Dataset extract:
-- Opening Marker --

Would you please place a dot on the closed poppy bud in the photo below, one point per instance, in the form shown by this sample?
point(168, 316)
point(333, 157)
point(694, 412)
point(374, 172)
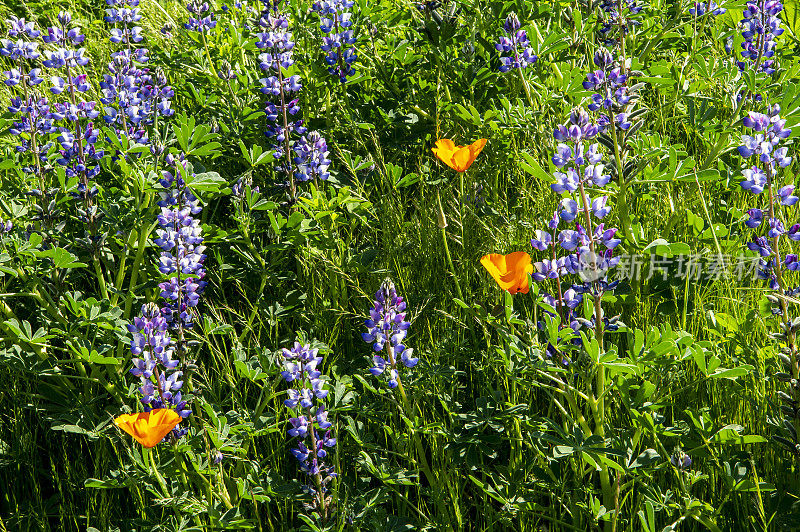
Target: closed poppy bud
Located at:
point(149, 428)
point(459, 158)
point(510, 271)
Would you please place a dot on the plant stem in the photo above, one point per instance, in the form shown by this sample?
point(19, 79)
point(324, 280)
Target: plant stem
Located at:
point(442, 225)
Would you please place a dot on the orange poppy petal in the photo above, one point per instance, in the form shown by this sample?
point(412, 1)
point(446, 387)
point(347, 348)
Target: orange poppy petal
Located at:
point(476, 147)
point(495, 264)
point(462, 159)
point(149, 428)
point(445, 145)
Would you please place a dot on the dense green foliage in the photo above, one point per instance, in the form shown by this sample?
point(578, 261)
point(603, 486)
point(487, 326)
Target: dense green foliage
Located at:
point(495, 437)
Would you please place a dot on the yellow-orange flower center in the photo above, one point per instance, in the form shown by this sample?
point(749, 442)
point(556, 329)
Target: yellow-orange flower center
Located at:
point(510, 272)
point(149, 428)
point(459, 158)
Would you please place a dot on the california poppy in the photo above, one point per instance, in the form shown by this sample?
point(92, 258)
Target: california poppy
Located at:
point(459, 158)
point(510, 271)
point(149, 428)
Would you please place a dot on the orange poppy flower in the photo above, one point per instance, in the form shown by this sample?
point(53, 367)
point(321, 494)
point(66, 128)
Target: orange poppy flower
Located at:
point(510, 271)
point(459, 158)
point(149, 428)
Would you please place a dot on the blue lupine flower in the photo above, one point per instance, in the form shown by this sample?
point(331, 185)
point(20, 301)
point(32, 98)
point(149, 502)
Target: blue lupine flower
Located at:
point(133, 95)
point(336, 23)
point(591, 252)
point(617, 18)
point(158, 371)
point(760, 25)
point(756, 216)
point(387, 328)
point(761, 245)
point(610, 83)
point(200, 21)
point(516, 44)
point(701, 8)
point(300, 365)
point(180, 237)
point(312, 157)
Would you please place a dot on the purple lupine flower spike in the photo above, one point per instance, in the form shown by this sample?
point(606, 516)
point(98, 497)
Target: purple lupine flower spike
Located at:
point(300, 365)
point(516, 44)
point(336, 21)
point(387, 328)
point(132, 93)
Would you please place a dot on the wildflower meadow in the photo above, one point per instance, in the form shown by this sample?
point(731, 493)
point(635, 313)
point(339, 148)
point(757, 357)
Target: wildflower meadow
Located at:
point(398, 265)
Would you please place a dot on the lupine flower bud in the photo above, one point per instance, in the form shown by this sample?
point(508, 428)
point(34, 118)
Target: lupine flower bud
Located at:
point(516, 44)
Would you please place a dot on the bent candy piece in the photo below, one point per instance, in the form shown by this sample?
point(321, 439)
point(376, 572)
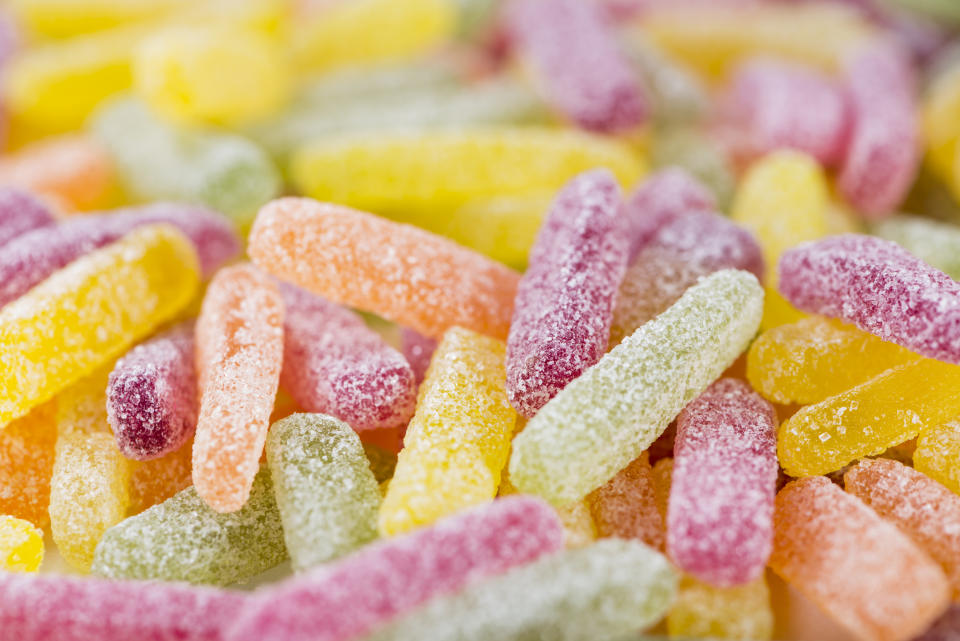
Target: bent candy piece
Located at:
point(564, 304)
point(923, 509)
point(719, 526)
point(239, 352)
point(21, 546)
point(458, 441)
point(400, 272)
point(573, 54)
point(91, 311)
point(604, 419)
point(355, 595)
point(334, 364)
point(879, 287)
point(182, 539)
point(152, 396)
point(84, 608)
point(863, 572)
point(607, 590)
point(815, 358)
point(326, 493)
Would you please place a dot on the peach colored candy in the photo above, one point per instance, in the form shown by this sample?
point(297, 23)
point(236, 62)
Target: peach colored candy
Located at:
point(239, 345)
point(402, 273)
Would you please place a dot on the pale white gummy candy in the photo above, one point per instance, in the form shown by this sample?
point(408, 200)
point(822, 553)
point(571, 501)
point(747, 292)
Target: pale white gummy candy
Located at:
point(605, 418)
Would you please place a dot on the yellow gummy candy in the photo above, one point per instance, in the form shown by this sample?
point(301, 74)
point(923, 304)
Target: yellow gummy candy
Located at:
point(815, 358)
point(458, 441)
point(91, 311)
point(887, 410)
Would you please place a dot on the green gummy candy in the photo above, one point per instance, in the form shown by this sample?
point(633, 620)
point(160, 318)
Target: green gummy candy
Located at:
point(605, 418)
point(326, 492)
point(182, 539)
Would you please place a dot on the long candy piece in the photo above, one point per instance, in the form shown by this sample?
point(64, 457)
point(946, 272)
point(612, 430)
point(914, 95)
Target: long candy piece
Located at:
point(603, 420)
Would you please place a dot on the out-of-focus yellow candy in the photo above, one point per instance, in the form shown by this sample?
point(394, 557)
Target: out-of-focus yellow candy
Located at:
point(353, 32)
point(783, 199)
point(21, 545)
point(458, 441)
point(91, 311)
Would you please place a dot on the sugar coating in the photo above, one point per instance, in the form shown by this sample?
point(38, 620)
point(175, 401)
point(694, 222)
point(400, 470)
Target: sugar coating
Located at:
point(860, 570)
point(69, 608)
point(571, 50)
point(239, 354)
point(21, 545)
point(334, 364)
point(400, 272)
point(603, 420)
point(182, 539)
point(152, 396)
point(458, 440)
point(607, 590)
point(326, 492)
point(924, 510)
point(564, 304)
point(879, 287)
point(90, 311)
point(815, 358)
point(353, 596)
point(724, 479)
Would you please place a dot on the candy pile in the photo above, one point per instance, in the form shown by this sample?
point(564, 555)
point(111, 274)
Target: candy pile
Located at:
point(479, 320)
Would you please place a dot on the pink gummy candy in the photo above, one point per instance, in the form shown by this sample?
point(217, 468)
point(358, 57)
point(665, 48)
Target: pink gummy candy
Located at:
point(152, 396)
point(334, 364)
point(348, 598)
point(883, 152)
point(564, 304)
point(69, 608)
point(879, 287)
point(720, 514)
point(571, 49)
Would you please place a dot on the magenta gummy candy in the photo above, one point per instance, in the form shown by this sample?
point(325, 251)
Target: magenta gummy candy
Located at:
point(334, 364)
point(152, 396)
point(352, 596)
point(572, 52)
point(564, 304)
point(720, 514)
point(879, 287)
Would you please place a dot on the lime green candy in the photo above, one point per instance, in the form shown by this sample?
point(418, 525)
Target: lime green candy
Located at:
point(326, 492)
point(605, 418)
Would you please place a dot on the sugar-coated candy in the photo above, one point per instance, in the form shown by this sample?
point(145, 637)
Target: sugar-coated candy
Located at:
point(21, 546)
point(923, 509)
point(326, 492)
point(402, 273)
point(815, 358)
point(152, 396)
point(605, 418)
point(564, 304)
point(239, 352)
point(348, 598)
point(458, 440)
point(862, 571)
point(570, 49)
point(607, 590)
point(879, 287)
point(334, 364)
point(182, 539)
point(91, 311)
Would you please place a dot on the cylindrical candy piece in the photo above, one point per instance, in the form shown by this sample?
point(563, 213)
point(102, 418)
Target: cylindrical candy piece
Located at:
point(355, 595)
point(562, 313)
point(239, 353)
point(400, 272)
point(459, 439)
point(326, 492)
point(604, 419)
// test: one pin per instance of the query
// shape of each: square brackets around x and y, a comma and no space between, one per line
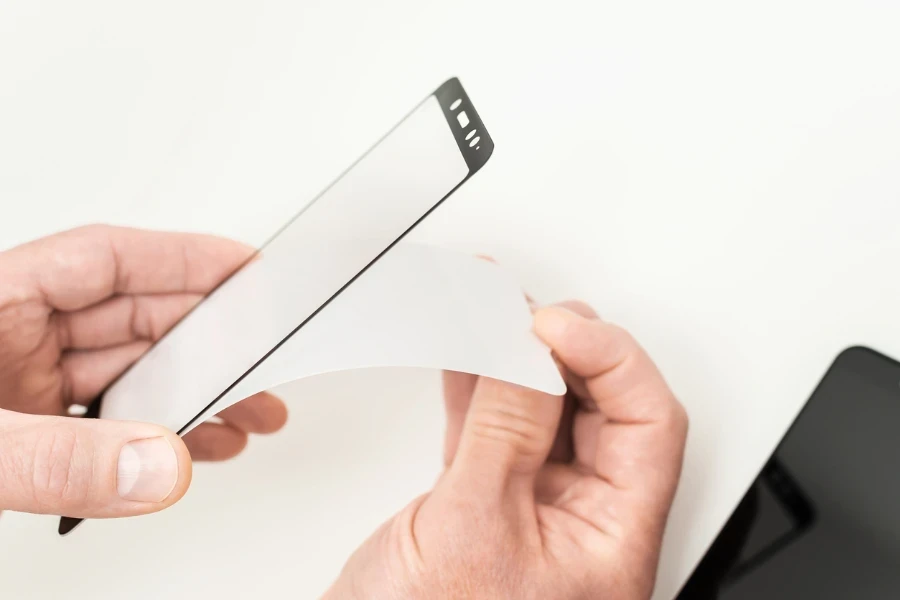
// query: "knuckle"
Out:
[511,427]
[580,307]
[59,477]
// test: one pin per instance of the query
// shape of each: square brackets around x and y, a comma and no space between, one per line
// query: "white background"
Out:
[722,179]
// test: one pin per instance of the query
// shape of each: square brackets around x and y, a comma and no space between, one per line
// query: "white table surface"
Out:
[723,180]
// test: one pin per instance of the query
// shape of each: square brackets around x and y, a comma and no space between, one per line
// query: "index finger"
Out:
[78,268]
[640,445]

-- Closing Marker --

Task: No picture belongs in the answer, but every word of the records above does, exactly as given.

Task response:
Would you please place a dot on the closed poppy bud in the photo below, one point per instance, in the form shown by this sample?
point(168, 316)
point(333, 157)
point(694, 412)
point(374, 172)
Target: closed poppy bud
Located at:
point(149, 428)
point(459, 158)
point(510, 271)
Would you please place a dot on the plant stem in the photo above, one point per instance, in the form shown by this sample?
point(19, 79)
point(324, 280)
Target: plant stem
Located at:
point(442, 225)
Would you please place a dot on the orange poppy petal in the photo above, one point per instance, in the form shown by this sample?
point(412, 1)
point(446, 387)
point(347, 348)
Target: orange poppy petal
Located at:
point(476, 147)
point(495, 264)
point(462, 159)
point(149, 428)
point(445, 145)
Would you please place a dot on the dense green foliage in the photo above, one point per instance, in the form shown by this sample?
point(578, 261)
point(603, 486)
point(487, 326)
Target: dense green foliage
Located at:
point(495, 437)
Would you please place a dot on the yellow-orange flower center in the photo above, one point per instance, in the form shown by this sample?
point(749, 442)
point(556, 329)
Target: yellow-orange flower center
Located at:
point(510, 272)
point(149, 428)
point(459, 158)
Would you please place a dot on the california poppy in the photo above, one point per instance, in the form shown by this sample?
point(92, 258)
Target: california poppy
Located at:
point(459, 158)
point(510, 271)
point(149, 428)
Would you please place a dot on the orange poppy flower in the photo above, one point per instance, in the form shown by this sample?
point(53, 367)
point(321, 494)
point(66, 128)
Target: orange poppy flower
Located at:
point(510, 271)
point(459, 158)
point(149, 428)
Would you please place a dot on the blue lupine flower in the photo above, one point per instance, in the form shown by this sample?
point(331, 185)
point(20, 301)
point(32, 98)
point(149, 502)
Target: blue lupine flower
Located at:
point(133, 95)
point(336, 23)
point(591, 252)
point(617, 18)
point(158, 371)
point(760, 25)
point(756, 216)
point(387, 328)
point(761, 245)
point(610, 83)
point(200, 21)
point(516, 44)
point(701, 8)
point(300, 365)
point(180, 237)
point(312, 157)
Would you please place a dot on the purple lupine flower spike in the photo above, one point per instance, in the form shown by this sample?
point(606, 516)
point(98, 497)
Target: purple lupine flower spike
Located at:
point(300, 365)
point(516, 44)
point(336, 21)
point(387, 328)
point(132, 93)
Would you please place a dot on the wildflower meadow in the photo above, one point per instance, in the form shown by this sample?
point(731, 493)
point(635, 313)
point(339, 148)
point(757, 357)
Target: wildflower meadow
Located at:
point(398, 265)
Would you please place a dot on the lupine flower bud in the photo above, one point per instance, in the form shown by this sample?
point(508, 428)
point(34, 118)
Target: lupine flower bud
Located at:
point(516, 44)
Would you please place a dot on the bent candy piece in the photo below, one point per instance, in the form shown by this sample?
point(321, 439)
point(376, 572)
Target: bent candy piece
Located at:
point(564, 304)
point(923, 509)
point(719, 526)
point(239, 352)
point(21, 546)
point(458, 441)
point(400, 272)
point(573, 54)
point(91, 311)
point(604, 419)
point(355, 595)
point(334, 364)
point(879, 287)
point(182, 539)
point(152, 396)
point(84, 608)
point(863, 572)
point(607, 590)
point(815, 358)
point(326, 493)
Would you please place a dot on the peach colored candy in the photo above, one point per instance, in the form shown by this sample?
point(297, 23)
point(236, 62)
Target: peach colored candy
Located at:
point(239, 345)
point(402, 273)
Would you please place a dot on the pale white gummy candy in the photo above, one point per instance, in the form shown by this sample?
point(408, 200)
point(822, 553)
point(571, 501)
point(747, 292)
Target: pale white gummy candy
Located at:
point(605, 418)
Would you please place a dot on the yellow gummy candy in the photo above, one point per instance, in the form shown by this sample?
point(301, 74)
point(923, 304)
Target: yellow gummy candy
Located at:
point(815, 358)
point(458, 441)
point(91, 311)
point(887, 410)
Would you please place a dot on the green gummy candy in the photo above, one point per instance, in the form shown by this sample?
point(633, 620)
point(160, 318)
Target: green gummy candy
Located at:
point(605, 418)
point(326, 492)
point(182, 539)
Would you please place a dot on the long candy piece in the photo above, one point per instance, in the form shown by this sample?
point(64, 457)
point(946, 272)
point(612, 430)
point(914, 95)
Target: long candy piece
Located at:
point(603, 420)
Would you please place a dot on the out-of-focus yellow candy in the photo above, one point per instance, in the form shown by this sample?
point(394, 557)
Target: out-of-focus yellow candy
Located at:
point(353, 32)
point(783, 199)
point(21, 545)
point(458, 441)
point(91, 311)
Would you please place a dot on the sugar coating in the photo above, one point per instance, in the form shown by this sample?
point(38, 620)
point(175, 401)
point(694, 222)
point(400, 470)
Target: sugar coating
Located at:
point(860, 570)
point(69, 608)
point(571, 50)
point(239, 354)
point(21, 545)
point(334, 364)
point(400, 272)
point(603, 420)
point(182, 539)
point(152, 396)
point(458, 440)
point(607, 590)
point(326, 492)
point(924, 510)
point(564, 304)
point(879, 287)
point(90, 311)
point(815, 358)
point(353, 596)
point(724, 479)
Would you please place a dot on the candy pile in the photo above, one point per instance, in the form shown by this sample?
point(564, 555)
point(111, 274)
Target: candy pile
Located at:
point(479, 320)
Would you please place a dot on the pink gummy candy in the photo above, one point per instance, in the form shown by this sample?
point(217, 468)
point(358, 57)
point(665, 48)
Target: pink gummy candy
Located at:
point(152, 396)
point(334, 364)
point(348, 598)
point(883, 152)
point(564, 304)
point(69, 608)
point(879, 287)
point(720, 514)
point(571, 49)
Would you please place a dot on the magenta gummy candy in the photo above, one point per instance, in the form shown by this sample?
point(325, 251)
Target: magenta gummy candy
Located at:
point(334, 364)
point(152, 396)
point(352, 596)
point(572, 52)
point(564, 304)
point(720, 514)
point(879, 287)
Would you please place a dot on the lime green candy in the photo above, one point per instance, in the form shown by this sample?
point(418, 525)
Target: lime green candy
Located at:
point(326, 492)
point(605, 418)
Would you please place a dot on the sugar-coated candy in the photo above, one point per instance, in the form shown by this sample?
point(145, 637)
Target: sugar-coated candy
Located at:
point(21, 546)
point(923, 509)
point(326, 492)
point(402, 273)
point(815, 358)
point(152, 396)
point(605, 418)
point(564, 304)
point(239, 352)
point(348, 598)
point(458, 440)
point(862, 571)
point(570, 49)
point(607, 590)
point(879, 287)
point(334, 364)
point(182, 539)
point(91, 311)
Would you please place a dot on the cylindrical candy piece in the photo above, one point per instance, in the form shown by this sample?
point(563, 213)
point(102, 418)
Target: cylindrical candy piece
Located at:
point(355, 595)
point(562, 313)
point(239, 353)
point(400, 272)
point(459, 439)
point(326, 492)
point(604, 419)
// test: one pin per instance of the query
// shape of each: square brackets around x and y, a comma and no space between, one per line
// query: "knuckle"
Out:
[511,427]
[580,307]
[59,477]
// test: one pin per instance of the query
// shape of each: square brackets around x and y, a comma and no space between, one per line
// query: "white background"
Out:
[722,179]
// test: one pin per instance of the query
// shape of each: square brackets around x and y, a comma and no space between, one per line
// query: "white table surface"
Out:
[723,180]
// test: one pin per instance of the query
// shape of each: square brackets around x and y, a comma and no space between, one per line
// query: "index finger"
Out:
[78,268]
[640,445]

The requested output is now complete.